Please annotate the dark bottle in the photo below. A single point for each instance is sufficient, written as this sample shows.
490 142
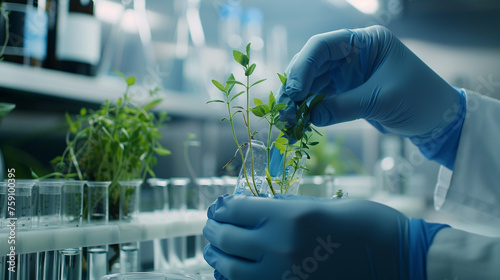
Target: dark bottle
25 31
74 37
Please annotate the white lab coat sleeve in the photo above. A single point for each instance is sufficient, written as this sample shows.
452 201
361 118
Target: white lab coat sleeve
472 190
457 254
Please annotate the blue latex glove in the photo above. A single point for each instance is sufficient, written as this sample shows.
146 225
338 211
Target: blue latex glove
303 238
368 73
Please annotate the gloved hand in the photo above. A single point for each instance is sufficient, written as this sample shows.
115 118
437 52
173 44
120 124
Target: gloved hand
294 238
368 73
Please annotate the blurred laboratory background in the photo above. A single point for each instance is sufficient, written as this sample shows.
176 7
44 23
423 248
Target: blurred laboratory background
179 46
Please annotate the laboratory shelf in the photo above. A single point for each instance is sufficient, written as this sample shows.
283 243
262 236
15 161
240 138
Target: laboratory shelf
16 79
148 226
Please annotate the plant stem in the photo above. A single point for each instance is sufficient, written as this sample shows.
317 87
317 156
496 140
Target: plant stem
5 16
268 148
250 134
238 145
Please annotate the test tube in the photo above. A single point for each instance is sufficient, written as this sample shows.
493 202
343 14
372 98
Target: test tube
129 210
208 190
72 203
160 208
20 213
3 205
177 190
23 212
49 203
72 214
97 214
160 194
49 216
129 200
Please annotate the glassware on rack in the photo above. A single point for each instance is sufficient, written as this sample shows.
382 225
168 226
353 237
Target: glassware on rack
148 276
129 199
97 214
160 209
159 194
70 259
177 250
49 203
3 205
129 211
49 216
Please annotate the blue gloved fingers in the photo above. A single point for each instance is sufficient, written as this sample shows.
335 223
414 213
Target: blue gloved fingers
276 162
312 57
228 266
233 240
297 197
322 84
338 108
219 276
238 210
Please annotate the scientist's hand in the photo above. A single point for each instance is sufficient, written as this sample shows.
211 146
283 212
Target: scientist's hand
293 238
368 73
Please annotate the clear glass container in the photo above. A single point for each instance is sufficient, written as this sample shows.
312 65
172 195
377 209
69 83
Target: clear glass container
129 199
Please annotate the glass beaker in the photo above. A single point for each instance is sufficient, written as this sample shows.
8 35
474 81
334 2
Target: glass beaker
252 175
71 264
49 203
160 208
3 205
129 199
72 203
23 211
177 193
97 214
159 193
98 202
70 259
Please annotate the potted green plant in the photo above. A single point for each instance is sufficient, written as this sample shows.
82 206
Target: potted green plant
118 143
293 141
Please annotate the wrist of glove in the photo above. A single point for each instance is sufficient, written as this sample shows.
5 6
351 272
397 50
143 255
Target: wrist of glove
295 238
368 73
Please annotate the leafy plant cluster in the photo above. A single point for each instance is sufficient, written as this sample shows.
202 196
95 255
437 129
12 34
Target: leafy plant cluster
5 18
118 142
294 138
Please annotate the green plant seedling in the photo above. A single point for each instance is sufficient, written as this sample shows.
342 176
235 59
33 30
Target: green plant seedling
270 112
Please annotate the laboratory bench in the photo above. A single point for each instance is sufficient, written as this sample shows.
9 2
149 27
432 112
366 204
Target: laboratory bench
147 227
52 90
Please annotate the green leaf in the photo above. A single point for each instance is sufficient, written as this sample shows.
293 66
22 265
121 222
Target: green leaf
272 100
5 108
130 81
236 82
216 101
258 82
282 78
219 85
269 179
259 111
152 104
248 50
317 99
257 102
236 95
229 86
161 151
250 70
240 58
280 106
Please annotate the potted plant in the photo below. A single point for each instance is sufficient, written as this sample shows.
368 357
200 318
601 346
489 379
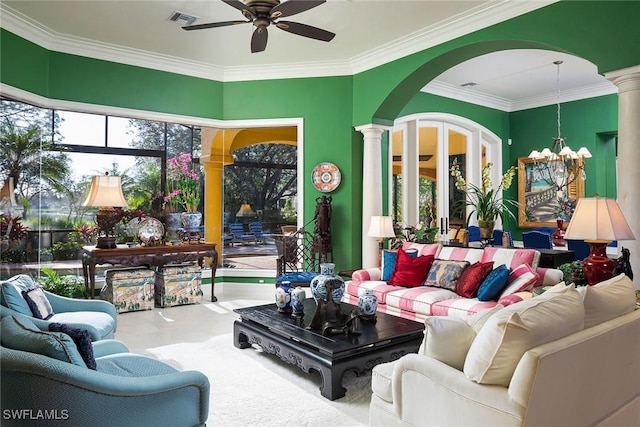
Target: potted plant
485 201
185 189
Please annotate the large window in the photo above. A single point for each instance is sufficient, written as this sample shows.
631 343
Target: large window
_ _ _ _ _ _ _
Aim of the exercise – Could you reproduce every record above exactly, leaving out the pictures?

Response –
Please annotate the dark bottle in the photo below. A single point for each instance is sufficient, written as this sample shows.
490 142
Target: dark bottle
25 31
74 37
Please annotate the white lab coat sleeve in the photo above. A single point for each instance is sufficient, written as this sample shows.
452 201
361 118
Target: white lab coat sleeve
472 190
457 254
Please annotate the blue latex glove in the photo above. A single point for each instance is sufficient, written as this sample shows.
146 225
338 211
Target: blue latex glove
303 238
368 73
Please annotate the gloved hand in the photo above. A single point for each instance is sufficient, written as this sample shows.
115 118
437 52
173 44
120 124
Target: gloved hand
294 238
368 73
Please annotate the blurred laboratory background in the photo above. A single point for each instance is sufficient, written as this sample shows.
176 7
44 23
423 248
Target: blurred laboratory background
179 46
Please annotate the laboratory shelf in the photo above. A single point for each instance is sufficient, written as this sample shows.
283 243
262 236
15 161
240 138
Target: laboratory shelf
16 79
148 226
Please annotate the plant stem in the photo above. A single point for each instance is sufficient, written as this sample shows.
317 87
317 156
496 140
Target: plant stem
5 16
268 148
250 134
238 145
Please annotate the test tube in the photo above. A single point for each instance is sufficient, written as this sample shows.
493 202
343 14
372 98
Target: test tube
129 210
208 190
72 203
160 208
20 213
3 205
177 190
23 212
49 203
72 214
97 214
160 194
49 216
129 200
Please annotate the glassware on rack in the photo above. A single point for each instance is sufficient, written as this sample shows.
382 225
168 226
353 237
Target: glassware on rack
148 276
129 199
97 214
160 209
159 194
70 259
177 250
49 203
3 205
129 211
49 216
Please annotate the blue gloved fingers in the photo above. A single point for each instance is sufficient, written as this sample shows.
335 223
414 213
Target: blue gloved fingers
276 162
312 57
228 266
233 240
297 197
322 84
338 108
219 276
238 210
Please annotate the scientist's hand in the photo above. A single point for each instance is sufficient, written as this sample shows.
211 146
283 212
Target: scientist's hand
293 238
368 73
Please annotate the clear glass container in the photo above. A single point for each instance is sufficient, written as this sample shows.
312 65
172 195
377 209
69 83
Target: clear glass container
129 199
Please annotate the glass beaker in the photo above. A single point for each instance is sufficient, written as this sample shows.
8 35
474 81
334 2
Target: glass beaker
252 175
71 264
49 203
160 208
3 205
129 199
72 203
23 211
177 193
97 214
159 193
98 202
70 259
Please annotate the potted green plant in the photo above. A single point for each instance is sufficient, written as this sample shows.
82 206
Target: potted green plant
118 143
293 141
Please annotate the wrist of glove in the photo above. A single point for each instance is sufficient, written as this sample shows.
5 6
351 272
397 50
143 255
Target: wrist of glove
295 238
368 73
Please annotate the leafy plant cluster in the photo above. A single point for each instance is sufficient, written as this sample shows.
202 196
95 255
437 129
12 34
Target: leafy plant cluster
5 18
118 142
294 138
Please annotate the green plant seedling in the photo above. A single point for each instance is sufficient, written as this sample shows.
342 176
235 59
33 30
Target: green plant seedling
270 112
Please annotate the laboratory bench in the photo above. A single point for each instance is sufficient, written as this sample shows.
9 2
149 27
432 112
366 204
Target: laboratory bench
147 227
52 90
Please annotate the green leaf in the photo above. A single point for each instance is sufficient, written as this sample shows.
293 66
22 265
121 222
Target: green leaf
272 100
5 108
130 81
236 82
216 101
258 82
282 78
219 85
269 179
259 111
152 104
248 50
317 99
257 102
236 95
229 86
161 151
250 70
240 58
280 106
Please annotate the potted plant in the photo below. A single point for each instance is sufficient, written as this sample shows.
368 357
200 318
601 346
489 379
Target: potted plant
485 201
185 189
Please annotate the large window in the photo above. A single point for each instance is sufficient, written as this sample shows.
631 343
Target: large window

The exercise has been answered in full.